+++ Passage provided +++
When his spacecraft lands on Earth, Kal is adopted by Smallville, Kansas residents Jonathan (Kevin Costner) and Martha Kent (Diane Lane). It’s here Clark learns about life from his hardworking, loving parents and becomes the goodhearted guy he grows up to be. After leaving home and hitching across the country, he works many odd jobs including as a fisherman. On his travels he finds two very important things that will change his life: a Kryptonian scout vessel that houses information about where he came from and Lois Lane (Amy Adams) a reporter for The Daily Planet who he falls in love with. Not long after receiving his red and blue duds from his father who appears as an A.I. hologram in the spacecraft, Zod shows up on Earth looking for Kal-El because of the genetic codex that he plans to use for creating a new version of Krypton. Of course once Kal learns of this, things get rather heated and the War of the Worlds begins.

Henry Cavill is super as Kal-El. He does with Clark/Superman what Christian Bale did with Bruce Wayne/Batman i.e. his own serious take on the DC super hero. He has a reserved, stoic tone but adds those subtle moments of humor and honors what made the character so special to comic book fans. Snyder even includes parallels between Superman and Jesus with imagery like Clark talking in front of a church’s stained glass window pictoral of the Son of God as well as him holding a Christ-like pose before he saves Lois from danger.
+++
Copy the film review passage word for word from "Henry Cavill is" to "Lois from danger.".
+++ Information +++
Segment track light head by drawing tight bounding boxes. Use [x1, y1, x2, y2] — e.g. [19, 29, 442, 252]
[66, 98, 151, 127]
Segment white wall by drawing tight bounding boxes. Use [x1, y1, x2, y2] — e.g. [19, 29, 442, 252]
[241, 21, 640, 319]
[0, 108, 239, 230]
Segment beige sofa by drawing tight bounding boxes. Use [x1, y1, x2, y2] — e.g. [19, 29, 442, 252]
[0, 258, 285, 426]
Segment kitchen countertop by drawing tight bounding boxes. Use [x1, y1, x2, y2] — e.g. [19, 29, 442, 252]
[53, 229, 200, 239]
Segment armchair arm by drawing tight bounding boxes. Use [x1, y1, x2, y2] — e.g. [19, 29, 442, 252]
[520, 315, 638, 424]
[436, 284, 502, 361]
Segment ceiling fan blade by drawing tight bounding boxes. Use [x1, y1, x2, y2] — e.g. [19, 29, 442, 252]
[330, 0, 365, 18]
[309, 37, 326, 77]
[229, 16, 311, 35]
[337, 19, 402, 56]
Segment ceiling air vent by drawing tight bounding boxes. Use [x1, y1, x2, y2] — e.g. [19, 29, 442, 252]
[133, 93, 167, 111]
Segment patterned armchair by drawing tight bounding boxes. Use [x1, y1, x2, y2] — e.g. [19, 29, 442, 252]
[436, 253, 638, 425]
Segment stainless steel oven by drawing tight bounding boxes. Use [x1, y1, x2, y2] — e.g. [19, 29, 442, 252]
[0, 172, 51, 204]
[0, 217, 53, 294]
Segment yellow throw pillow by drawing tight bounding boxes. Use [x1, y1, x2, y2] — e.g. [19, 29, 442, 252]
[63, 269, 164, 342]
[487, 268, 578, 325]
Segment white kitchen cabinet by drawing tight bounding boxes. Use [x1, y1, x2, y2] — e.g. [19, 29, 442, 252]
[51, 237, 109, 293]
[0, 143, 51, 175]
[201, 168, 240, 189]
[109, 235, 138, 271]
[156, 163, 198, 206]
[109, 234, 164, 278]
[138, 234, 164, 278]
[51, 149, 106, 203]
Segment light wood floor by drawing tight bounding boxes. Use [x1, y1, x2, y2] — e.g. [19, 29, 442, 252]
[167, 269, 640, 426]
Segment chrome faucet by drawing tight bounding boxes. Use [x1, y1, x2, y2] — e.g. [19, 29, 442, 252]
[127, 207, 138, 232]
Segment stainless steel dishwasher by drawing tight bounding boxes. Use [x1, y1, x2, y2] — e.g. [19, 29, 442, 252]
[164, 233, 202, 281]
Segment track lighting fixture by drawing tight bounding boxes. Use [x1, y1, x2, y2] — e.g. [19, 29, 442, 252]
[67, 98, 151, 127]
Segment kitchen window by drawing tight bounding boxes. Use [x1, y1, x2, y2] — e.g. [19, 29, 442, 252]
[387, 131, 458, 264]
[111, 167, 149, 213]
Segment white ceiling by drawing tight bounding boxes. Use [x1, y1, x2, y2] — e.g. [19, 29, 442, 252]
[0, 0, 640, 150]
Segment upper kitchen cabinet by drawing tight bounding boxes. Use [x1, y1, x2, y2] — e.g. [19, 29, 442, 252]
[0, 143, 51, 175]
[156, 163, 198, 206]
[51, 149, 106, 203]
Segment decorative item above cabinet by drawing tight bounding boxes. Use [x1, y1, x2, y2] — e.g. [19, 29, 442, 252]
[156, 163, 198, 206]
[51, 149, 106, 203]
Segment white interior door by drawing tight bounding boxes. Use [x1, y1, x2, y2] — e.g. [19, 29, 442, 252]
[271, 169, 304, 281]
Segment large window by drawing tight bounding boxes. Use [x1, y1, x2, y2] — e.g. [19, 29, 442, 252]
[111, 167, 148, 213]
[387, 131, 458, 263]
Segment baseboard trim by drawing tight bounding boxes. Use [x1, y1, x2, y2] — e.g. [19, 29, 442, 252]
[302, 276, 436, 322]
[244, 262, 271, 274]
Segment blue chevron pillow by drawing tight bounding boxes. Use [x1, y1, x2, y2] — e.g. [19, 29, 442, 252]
+++
> _Answer to this exercise_:
Henry Cavill is super as Kal-El. He does with Clark/Superman what Christian Bale did with Bruce Wayne/Batman i.e. his own serious take on the DC super hero. He has a reserved, stoic tone but adds those subtle moments of humor and honors what made the character so special to comic book fans. Snyder even includes parallels between Superman and Jesus with imagery like Clark talking in front of a church’s stained glass window pictoral of the Son of God as well as him holding a Christ-like pose before he saves Lois from danger.